As I remember, there were people, even after the Viking results were in,
while many said, okay, that's it, no organics,
that there were a few folks, if I remember correctly, including Carl Sagan,
who said, well, now wait a minute, this may not be that conclusive.
Have we now reached a point where there are indications that he was right?
Well, that's an interesting historical point.
There were people who criticized the Viking GCMS results,
and they were criticized at the time and over the last couple decades for two reasons in two areas.
One, the possibility that the instrument didn't work.
It was broken.
And I think we can put that one aside. There's every indication that the detectors, the columns, the mass spectrometer on the GCMS
work flawlessly. There's no indication that there was any technical malfunction with the instrument.
The second area in which they've been criticized, the results were criticized, was that maybe the organics in the soil were too refractory, too coal-like.

▶ _PROMPT A_: In the Viking discussion, whom does the questioner name as someone who said the Viking results might not be conclusive?
▶ _PROMPT B_: Write out the Viking discussion word for word, starting with "Well, that's an" and going on through "refractory, too coal-like.".

▶ _PROVIDED RECORDS_:
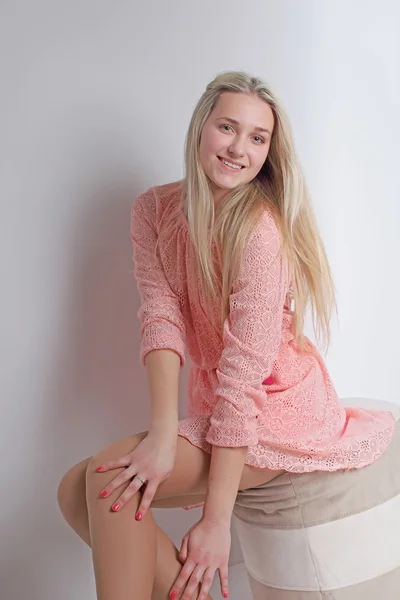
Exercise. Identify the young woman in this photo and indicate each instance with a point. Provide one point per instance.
(226, 262)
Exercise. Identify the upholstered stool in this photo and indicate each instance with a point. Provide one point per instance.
(326, 536)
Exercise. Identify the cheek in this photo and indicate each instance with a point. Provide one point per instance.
(258, 160)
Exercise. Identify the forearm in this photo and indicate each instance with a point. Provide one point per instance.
(224, 478)
(163, 369)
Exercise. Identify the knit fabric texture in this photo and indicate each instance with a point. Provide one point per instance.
(249, 384)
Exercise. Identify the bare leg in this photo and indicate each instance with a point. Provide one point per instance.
(116, 536)
(72, 501)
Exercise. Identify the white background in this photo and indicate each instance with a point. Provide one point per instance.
(95, 102)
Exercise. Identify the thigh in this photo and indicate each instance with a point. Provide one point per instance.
(189, 476)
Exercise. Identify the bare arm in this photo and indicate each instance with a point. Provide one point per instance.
(223, 484)
(163, 368)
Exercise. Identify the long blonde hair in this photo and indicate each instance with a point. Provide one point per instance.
(281, 185)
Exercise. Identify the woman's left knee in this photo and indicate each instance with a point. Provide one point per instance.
(96, 480)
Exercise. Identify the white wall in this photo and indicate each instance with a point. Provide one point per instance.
(95, 102)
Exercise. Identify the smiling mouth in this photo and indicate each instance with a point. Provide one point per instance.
(237, 168)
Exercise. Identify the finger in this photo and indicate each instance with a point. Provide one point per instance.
(182, 578)
(126, 495)
(223, 577)
(183, 552)
(114, 484)
(193, 582)
(207, 582)
(124, 461)
(147, 499)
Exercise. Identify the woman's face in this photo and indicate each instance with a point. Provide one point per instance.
(238, 130)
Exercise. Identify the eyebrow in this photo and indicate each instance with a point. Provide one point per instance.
(237, 123)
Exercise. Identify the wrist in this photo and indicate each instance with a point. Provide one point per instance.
(216, 519)
(167, 432)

▶ _FINAL ANSWER A_: Carl Sagan.

▶ _FINAL ANSWER B_:
Well, that's an interesting historical point.
There were people who criticized the Viking GCMS results,
and they were criticized at the time and over the last couple decades for two reasons in two areas.
One, the possibility that the instrument didn't work.
It was broken.
And I think we can put that one aside. There's every indication that the detectors, the columns, the mass spectrometer on the GCMS
work flawlessly. There's no indication that there was any technical malfunction with the instrument.
The second area in which they've been criticized, the results were criticized, was that maybe the organics in the soil were too refractory, too coal-like.